(Saved data entries)

○ ○ ○ ○

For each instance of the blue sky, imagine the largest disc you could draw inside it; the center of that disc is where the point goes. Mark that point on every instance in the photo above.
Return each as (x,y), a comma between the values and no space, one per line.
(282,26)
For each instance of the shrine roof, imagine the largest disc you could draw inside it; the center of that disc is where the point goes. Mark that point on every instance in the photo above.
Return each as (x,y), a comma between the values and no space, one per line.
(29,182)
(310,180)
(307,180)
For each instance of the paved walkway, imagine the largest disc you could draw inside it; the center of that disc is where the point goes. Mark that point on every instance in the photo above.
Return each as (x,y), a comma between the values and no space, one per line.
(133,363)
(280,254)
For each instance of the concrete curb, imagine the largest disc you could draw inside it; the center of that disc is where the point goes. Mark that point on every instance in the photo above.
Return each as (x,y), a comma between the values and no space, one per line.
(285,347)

○ ○ ○ ○

### What needs to be done
Repeat each record in full; every line must match exactly.

### Exercise answer
For each instance of the blue sky, imagine the largest disc you could draw inside it; the center of that disc is where the point goes. Mark that point on every instance in the photo above.
Return each as (x,y), a comma between the values and no space, one per line.
(282,26)
For each instance of the shrine roof, imagine the largest disc you could draw inside it; the center of that disc is where the point goes. Mark that point on every instance in the photo above.
Return each as (x,y), a comma between the values and no space, one per line.
(29,182)
(310,180)
(307,180)
For each instance of the paved walkway, imagine the largest disc you could draw inside it; the center of that disc is where the point goes. Mark that point on every instance in the photo above.
Return each as (x,y), a comma between the values and no space, one per line.
(133,363)
(280,254)
For each instance of the concrete curb, imagine the largest disc you could draw inside it; the center of that disc is where the point goes. Mark that point on every instance in the photo above.
Return each as (x,y), a comma between the values and no space, one per line.
(285,347)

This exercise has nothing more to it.